REQUIRED TASK 1:
Answer these questions using the news report on EU trade relief for Ukraine:
(a) According to the commission, how much would the step save Ukrainian exporters each year in EU border levies?
(b) On what date does Ukraine hold its presidential elections?
(c) In what city did Karel De Gucht speak to reporters?
REQUIRED TASK 2: Write the next few paragraphs of the news report on EU trade relief for Ukraine, picking up after its final sentence.

— START SOURCE —

March 11 (Bloomberg) -- The European Union promised Ukraine almost half a billion euros ($693 million) a year of trade relief as the Ukrainian government seeks to fend off bankruptcy and Russian encroachment in the region of Crimea.

The European Commission proposed to remove import duties on Ukrainian goods ranging from cereals to chemicals as the 28-nation EU prepares to sign a deeper trade pact with Ukraine after the country holds May 25 presidential elections.

The step would save Ukrainian exporters 487 million euros annually in EU border levies, according to the commission, the bloc’s trade authority. The proposal needs the support of EU governments and the European Parliament, which may act quickly enough for the plan to take effect by June.

“The EU will open its doors to exports from Ukraine, giving a real boost to the Ukrainian companies with a knock-on effect of creating or maintaining jobs across the country,” European Trade Commissioner Karel De Gucht told reporters today in Strasbourg, France. This “is more than a gesture, it is an economic lifeline.”

— END SOURCE —
— START MATERIAL —

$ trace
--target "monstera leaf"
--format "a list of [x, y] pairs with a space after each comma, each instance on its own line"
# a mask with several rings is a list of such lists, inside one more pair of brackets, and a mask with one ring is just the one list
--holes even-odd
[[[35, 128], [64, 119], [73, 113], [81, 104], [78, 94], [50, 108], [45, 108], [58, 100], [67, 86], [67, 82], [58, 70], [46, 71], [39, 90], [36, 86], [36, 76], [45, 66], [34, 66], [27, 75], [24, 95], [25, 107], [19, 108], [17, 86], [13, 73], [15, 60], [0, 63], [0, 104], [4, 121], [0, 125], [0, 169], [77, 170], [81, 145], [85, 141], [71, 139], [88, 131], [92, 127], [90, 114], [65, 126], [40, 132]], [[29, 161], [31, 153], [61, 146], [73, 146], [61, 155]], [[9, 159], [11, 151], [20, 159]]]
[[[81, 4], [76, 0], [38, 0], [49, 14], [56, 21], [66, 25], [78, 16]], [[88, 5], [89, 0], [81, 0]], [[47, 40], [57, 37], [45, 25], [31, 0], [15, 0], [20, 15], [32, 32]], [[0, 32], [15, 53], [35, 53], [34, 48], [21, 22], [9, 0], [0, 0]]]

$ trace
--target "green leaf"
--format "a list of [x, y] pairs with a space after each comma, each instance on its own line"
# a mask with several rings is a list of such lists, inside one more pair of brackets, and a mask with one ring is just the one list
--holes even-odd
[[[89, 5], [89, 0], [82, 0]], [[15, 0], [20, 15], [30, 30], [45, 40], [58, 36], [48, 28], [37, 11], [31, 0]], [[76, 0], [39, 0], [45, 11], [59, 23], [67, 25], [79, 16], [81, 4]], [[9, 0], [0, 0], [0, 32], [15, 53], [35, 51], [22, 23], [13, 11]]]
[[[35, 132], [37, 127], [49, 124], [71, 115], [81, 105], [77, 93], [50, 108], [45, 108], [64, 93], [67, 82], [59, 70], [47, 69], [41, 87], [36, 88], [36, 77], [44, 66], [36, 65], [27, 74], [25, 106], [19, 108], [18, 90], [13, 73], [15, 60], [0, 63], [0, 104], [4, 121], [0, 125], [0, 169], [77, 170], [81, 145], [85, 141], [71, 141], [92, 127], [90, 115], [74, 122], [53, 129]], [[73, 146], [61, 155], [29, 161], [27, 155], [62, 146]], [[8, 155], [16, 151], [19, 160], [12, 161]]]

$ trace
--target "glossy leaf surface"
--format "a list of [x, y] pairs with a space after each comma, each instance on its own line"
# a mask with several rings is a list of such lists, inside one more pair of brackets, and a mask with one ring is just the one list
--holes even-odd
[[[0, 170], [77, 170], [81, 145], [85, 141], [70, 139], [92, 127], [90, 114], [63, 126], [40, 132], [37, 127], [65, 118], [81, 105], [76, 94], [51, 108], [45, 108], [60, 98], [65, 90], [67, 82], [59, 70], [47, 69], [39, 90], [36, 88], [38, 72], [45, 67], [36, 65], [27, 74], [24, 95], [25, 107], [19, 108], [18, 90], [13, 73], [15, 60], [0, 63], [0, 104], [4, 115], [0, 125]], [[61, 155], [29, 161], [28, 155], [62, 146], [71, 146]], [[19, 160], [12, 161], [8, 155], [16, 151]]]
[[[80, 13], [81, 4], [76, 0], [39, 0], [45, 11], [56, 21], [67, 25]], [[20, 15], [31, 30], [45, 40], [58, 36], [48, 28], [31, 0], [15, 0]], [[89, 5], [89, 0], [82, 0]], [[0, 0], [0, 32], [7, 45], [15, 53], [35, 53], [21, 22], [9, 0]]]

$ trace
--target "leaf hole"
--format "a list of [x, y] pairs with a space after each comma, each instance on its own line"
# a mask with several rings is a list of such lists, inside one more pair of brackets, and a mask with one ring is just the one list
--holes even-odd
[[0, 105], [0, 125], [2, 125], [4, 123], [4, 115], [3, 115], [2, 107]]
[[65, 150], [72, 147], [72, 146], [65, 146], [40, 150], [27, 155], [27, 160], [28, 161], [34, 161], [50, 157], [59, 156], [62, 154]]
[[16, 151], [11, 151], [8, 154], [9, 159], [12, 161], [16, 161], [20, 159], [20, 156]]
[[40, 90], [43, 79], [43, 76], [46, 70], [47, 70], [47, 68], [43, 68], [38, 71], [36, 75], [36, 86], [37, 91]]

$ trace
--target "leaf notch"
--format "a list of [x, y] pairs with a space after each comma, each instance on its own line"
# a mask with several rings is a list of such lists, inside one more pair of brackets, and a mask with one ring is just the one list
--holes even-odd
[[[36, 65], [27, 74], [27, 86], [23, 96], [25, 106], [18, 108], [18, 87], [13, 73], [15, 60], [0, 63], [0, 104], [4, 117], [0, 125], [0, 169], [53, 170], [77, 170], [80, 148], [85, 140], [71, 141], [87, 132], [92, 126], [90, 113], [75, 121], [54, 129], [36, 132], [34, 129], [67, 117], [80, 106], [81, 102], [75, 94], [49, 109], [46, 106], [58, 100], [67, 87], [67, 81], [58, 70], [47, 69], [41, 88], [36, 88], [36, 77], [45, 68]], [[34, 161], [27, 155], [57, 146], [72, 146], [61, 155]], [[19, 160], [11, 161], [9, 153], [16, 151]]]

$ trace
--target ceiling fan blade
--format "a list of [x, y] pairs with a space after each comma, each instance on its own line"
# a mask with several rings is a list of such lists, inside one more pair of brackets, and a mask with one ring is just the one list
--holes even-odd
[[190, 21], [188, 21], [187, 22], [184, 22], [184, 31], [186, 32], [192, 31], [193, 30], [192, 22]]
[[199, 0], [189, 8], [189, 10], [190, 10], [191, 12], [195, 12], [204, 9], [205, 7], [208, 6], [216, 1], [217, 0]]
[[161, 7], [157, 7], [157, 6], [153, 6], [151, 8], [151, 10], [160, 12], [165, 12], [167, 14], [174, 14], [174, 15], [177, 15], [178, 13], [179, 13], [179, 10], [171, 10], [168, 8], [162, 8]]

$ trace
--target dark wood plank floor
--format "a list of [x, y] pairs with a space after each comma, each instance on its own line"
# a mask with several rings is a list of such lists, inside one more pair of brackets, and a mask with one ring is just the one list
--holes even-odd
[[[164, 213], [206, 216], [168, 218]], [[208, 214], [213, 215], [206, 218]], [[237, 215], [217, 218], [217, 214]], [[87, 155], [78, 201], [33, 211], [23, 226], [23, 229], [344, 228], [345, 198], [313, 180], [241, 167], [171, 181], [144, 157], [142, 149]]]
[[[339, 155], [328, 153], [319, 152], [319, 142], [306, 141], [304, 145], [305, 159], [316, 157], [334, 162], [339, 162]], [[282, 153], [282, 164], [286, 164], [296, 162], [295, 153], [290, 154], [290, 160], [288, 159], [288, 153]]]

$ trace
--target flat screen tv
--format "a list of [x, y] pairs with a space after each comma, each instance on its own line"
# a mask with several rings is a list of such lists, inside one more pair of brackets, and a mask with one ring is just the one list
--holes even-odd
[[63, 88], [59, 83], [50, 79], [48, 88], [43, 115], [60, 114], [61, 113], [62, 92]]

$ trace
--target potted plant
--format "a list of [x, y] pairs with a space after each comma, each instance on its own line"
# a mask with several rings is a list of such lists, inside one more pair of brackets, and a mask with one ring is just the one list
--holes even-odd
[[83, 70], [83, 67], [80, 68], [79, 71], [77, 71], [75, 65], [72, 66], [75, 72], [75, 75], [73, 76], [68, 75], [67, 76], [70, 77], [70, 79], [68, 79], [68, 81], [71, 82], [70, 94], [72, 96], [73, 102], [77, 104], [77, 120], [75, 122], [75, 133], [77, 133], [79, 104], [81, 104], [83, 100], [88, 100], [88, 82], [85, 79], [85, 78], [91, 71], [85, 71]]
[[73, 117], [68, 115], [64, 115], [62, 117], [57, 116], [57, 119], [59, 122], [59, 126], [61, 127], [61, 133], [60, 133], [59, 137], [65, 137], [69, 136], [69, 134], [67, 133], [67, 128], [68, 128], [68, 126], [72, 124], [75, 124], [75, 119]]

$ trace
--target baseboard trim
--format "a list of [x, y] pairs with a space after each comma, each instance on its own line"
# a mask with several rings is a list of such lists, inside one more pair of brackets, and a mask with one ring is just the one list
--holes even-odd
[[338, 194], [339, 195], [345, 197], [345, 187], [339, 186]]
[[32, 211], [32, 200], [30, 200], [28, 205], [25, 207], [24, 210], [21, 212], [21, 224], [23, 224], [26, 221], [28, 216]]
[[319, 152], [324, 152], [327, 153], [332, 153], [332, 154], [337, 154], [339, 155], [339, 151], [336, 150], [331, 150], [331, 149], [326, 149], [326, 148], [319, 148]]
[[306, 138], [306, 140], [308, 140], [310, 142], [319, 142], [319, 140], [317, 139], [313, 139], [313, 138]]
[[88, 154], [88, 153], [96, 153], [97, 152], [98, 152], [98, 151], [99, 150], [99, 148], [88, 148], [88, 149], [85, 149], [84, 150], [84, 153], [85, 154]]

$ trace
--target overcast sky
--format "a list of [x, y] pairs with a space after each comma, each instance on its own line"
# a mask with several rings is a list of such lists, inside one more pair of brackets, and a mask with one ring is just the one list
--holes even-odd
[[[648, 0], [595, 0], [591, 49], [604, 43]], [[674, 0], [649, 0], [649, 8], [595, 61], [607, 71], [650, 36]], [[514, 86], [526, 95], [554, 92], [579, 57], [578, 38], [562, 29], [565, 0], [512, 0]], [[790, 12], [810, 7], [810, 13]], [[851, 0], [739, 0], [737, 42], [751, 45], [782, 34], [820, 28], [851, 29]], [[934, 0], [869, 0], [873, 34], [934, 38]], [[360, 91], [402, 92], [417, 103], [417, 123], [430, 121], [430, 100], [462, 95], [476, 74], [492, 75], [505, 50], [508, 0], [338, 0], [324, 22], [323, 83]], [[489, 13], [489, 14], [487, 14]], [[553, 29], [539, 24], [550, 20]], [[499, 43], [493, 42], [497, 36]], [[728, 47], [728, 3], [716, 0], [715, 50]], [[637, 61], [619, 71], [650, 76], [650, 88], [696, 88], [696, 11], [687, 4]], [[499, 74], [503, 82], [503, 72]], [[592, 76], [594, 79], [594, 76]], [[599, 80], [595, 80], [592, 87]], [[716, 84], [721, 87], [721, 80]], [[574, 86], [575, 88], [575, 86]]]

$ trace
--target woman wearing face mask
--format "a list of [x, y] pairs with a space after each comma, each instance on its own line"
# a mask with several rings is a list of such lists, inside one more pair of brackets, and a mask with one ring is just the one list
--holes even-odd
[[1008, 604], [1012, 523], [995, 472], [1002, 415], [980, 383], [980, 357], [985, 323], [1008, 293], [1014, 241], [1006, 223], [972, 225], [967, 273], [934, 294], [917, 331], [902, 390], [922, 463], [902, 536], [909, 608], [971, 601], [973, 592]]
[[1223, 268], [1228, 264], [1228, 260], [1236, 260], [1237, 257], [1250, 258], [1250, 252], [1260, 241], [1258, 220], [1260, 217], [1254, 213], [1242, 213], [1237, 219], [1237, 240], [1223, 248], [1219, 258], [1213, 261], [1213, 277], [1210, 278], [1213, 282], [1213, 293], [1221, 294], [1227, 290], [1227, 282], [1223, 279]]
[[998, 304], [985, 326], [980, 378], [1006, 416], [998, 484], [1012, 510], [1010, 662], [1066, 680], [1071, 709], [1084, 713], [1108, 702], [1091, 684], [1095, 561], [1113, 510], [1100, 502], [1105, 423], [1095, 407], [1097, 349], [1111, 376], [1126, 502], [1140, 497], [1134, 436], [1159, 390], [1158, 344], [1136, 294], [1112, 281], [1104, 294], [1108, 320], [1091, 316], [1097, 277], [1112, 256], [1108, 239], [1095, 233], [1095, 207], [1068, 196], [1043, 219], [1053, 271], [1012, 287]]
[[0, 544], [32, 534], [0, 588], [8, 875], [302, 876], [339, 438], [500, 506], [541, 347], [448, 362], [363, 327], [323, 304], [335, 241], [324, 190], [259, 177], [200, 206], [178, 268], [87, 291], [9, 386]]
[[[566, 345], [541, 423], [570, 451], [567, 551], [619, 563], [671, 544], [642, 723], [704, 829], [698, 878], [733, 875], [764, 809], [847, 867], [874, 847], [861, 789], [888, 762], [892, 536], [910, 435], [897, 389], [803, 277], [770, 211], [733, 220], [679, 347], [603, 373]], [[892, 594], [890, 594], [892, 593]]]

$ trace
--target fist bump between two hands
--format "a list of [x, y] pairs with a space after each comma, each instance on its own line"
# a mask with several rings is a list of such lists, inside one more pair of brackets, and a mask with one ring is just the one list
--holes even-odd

— END MATERIAL —

TASK RESULT 1:
(a) 487 million euros
(b) May 25
(c) Strasbourg, France

TASK RESULT 2:
The trade relief is part of a planned European aid package for Ukraine that could total more than 11 billion euros over the next seven years. The EU has had 610 million euros ready to go as soon as Ukraine reaches an accord with the International Monetary Fund and next week the commission will outline a proposal to top that up with another 1 billion euros in macro-financial assistance.

Crimean Peninsula

The Ukrainian government of Prime Minister Arseniy Yatsenyuk is racing to secure international aid to avoid default as Russia wrests control of Ukraine’s Crimean peninsula following protests that toppled Ukraine’s pro-Russian president, Viktor Yanukovych. The developments in Crimea, home to the Russian Black Sea fleet, have prompted the EU to suspend visa and trade talks with Russia and threaten sanctions against officials in the country.

The trade relief for Ukraine’s $176 billion economy is scheduled to last until Nov. 1, by which time the EU expects to have signed a broader free-trade agreement with the country. EU officials want to wait until after Ukraine’s presidential elections in two-and-a-half months before striking the commercial pact.

Under today’s proposal, the EU would eliminate annual import duties against Ukraine of 330 million euros on agricultural goods including cereals, pork and poultry and 53 million euros on processed food products, according to De Gucht. In the area of industrial goods, 26.8 million euros a year of EU duties on chemicals from Ukraine would be eliminated, he said.

For the relief to take effect by June, the EU Parliament must give its approval no later than the week of April 14, the assembly’s last plenary session before European legislative elections the following month.